## PROBLEM SET
[1] According to the costs article, which 2011 NSW Court of Appeal case summarized the general costs rule for Class 3 compensation proceedings?
[2] Please reproduce the rows beginning at the line that contains "Spot the pink bougainvillea" and ending with the last line of the rows, keeping both ends.

## EXTRACT PROVIDED
......

The NSW Court of Appeal has held that an acquiring authority which made an offer of compromise 10 months prior to hearing which was ultimately more favourable to a dispossessed land owner than the Land and Environment Court’s determination of compensation, was not entitled to its indemnity costs under Rule 42.15(2) of the UCPR. The Court found that the dispossessed land owner was entitled to its costs up to and including the date the offer of compromise was made but, after that date, each party was required to bear its own costs of the litigation.


In Class 3 compensation proceedings, the costs position following the conclusion of proceedings differs from the general costs rule that “costs follow the event”.[1] The general costs rule which applies in Class 3 compensation proceedings was summarised in the 2011 NSW Court of Appeal case of Dillon v Gosford City Council[2] (Dillon). In Dillon, the Court held that a dispossessed land owner claiming compensation in respect of a compulsory acquisition would usually be entitled to recover the owner’s costs of the proceedings if the owner had acted reasonably in pursuing the proceedings and had not conducted them in a way which gives rise to unnecessary delay or expense.[3] That is, even if the Court’s determination of the compensation payable to the land owner is less than that which the land owner claimed, there is no general presumption that costs should “follow the event” meaning that the land owner would be at risk of having to pay the acquiring authority’s litigation costs.[4]

However, in Dillon, the facts of the case did not require the Court of Appeal to consider the costs position in Class 3 compensation proceedings where an offer of compromise has been made. Offers of compromise made under the Uniform Civil Procedure Rules 2005 (UCPR) (and the more informal Calderbank letters) can provide a costs penalty against a party who has unreasonably failed to accept another party’s offer to settle the proceedings and has taken the matter to hearing and been unsuccessful in their claim.

......

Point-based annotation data
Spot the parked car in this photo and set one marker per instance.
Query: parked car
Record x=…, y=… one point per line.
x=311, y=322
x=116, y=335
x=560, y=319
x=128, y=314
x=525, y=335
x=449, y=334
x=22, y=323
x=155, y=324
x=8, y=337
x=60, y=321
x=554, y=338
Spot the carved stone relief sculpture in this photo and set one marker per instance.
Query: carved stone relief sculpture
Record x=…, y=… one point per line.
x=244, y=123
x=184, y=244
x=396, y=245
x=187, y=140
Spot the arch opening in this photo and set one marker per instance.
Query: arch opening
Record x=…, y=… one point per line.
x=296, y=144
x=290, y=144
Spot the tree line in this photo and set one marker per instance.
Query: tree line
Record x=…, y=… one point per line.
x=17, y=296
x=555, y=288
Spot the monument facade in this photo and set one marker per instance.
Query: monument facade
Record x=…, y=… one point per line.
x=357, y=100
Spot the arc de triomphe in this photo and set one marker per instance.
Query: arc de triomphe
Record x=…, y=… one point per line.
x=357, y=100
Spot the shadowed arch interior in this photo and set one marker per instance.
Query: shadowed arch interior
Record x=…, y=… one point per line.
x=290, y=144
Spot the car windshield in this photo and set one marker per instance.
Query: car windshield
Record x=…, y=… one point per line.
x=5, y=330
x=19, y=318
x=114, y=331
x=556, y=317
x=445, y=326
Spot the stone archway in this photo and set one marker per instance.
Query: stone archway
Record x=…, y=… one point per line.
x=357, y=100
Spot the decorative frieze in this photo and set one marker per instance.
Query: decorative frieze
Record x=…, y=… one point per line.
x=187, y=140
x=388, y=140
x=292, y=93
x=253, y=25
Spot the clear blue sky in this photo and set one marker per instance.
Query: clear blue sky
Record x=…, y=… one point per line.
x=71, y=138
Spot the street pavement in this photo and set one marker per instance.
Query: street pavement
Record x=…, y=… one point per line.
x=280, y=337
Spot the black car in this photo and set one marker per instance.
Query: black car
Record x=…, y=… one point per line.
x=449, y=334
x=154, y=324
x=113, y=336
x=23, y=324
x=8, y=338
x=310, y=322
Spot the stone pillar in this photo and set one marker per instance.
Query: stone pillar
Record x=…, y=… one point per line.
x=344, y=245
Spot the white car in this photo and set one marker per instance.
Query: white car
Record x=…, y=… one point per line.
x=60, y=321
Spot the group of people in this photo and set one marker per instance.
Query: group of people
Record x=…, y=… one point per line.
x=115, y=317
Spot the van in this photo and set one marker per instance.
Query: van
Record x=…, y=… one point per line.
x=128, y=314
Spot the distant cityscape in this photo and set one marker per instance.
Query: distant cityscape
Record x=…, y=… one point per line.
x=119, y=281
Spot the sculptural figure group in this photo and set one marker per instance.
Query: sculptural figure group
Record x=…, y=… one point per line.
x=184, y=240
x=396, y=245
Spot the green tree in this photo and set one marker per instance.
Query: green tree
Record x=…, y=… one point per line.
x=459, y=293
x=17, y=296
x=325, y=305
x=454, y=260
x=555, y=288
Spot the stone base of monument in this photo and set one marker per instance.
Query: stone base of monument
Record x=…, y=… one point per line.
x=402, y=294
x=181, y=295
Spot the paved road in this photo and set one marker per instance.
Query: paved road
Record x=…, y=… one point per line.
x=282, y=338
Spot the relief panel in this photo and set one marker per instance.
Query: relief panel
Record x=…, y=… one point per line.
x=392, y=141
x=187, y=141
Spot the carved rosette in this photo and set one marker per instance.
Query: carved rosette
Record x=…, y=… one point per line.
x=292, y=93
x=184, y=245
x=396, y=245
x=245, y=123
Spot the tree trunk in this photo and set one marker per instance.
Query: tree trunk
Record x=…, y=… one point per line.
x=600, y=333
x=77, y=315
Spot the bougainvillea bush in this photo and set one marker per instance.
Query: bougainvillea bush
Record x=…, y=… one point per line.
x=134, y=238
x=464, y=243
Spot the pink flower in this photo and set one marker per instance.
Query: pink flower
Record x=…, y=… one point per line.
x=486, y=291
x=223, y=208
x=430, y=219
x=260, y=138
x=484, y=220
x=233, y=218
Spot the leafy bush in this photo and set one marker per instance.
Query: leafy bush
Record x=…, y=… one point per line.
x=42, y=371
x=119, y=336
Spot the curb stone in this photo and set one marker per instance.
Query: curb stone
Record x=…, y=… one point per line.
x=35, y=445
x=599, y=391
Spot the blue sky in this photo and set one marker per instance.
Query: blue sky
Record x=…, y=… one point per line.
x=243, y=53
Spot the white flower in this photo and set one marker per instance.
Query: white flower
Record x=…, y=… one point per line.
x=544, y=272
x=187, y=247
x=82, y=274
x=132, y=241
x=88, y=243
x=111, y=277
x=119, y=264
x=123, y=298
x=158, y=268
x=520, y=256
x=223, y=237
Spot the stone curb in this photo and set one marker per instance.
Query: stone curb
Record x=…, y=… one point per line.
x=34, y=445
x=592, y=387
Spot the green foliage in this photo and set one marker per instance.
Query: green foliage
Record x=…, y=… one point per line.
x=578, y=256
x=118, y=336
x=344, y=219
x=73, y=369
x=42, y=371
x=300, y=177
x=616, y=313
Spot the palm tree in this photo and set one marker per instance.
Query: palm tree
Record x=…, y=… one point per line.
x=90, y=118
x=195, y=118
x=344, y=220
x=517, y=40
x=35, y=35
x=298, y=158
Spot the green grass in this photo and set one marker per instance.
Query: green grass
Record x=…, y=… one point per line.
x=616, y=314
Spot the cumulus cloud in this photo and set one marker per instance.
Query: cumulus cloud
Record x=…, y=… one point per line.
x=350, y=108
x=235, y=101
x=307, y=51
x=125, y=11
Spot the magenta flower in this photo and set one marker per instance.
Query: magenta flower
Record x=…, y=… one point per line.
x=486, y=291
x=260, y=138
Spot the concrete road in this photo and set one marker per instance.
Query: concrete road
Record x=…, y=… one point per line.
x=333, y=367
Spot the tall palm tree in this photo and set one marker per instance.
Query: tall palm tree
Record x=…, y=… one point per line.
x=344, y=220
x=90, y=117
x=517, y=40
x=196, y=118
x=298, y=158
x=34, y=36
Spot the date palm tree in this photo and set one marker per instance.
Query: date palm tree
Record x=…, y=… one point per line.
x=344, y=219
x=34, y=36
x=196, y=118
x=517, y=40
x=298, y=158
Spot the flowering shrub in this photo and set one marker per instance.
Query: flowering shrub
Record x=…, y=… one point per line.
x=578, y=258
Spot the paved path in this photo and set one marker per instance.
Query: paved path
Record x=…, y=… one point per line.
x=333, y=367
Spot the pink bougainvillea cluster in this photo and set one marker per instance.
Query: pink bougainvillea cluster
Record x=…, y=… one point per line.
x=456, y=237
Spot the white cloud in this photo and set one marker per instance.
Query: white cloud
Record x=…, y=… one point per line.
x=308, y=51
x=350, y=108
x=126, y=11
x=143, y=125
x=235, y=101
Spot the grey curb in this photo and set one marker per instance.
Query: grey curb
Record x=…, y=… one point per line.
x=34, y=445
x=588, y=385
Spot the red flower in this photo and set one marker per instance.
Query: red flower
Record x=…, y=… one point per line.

......

## RESPONSE LIST
[1] Dillon v Gosford City Council

[2]
Spot the pink bougainvillea cluster in this photo and set one marker per instance.
Query: pink bougainvillea cluster
Record x=…, y=… one point per line.
x=456, y=237
Spot the white cloud in this photo and set one marker per instance.
Query: white cloud
Record x=…, y=… one point per line.
x=308, y=51
x=350, y=108
x=126, y=11
x=143, y=125
x=235, y=101
Spot the grey curb in this photo and set one marker per instance.
Query: grey curb
Record x=…, y=… one point per line.
x=34, y=445
x=588, y=385
Spot the red flower in this photo and set one marker per instance.
Query: red flower
Record x=…, y=… one point per line.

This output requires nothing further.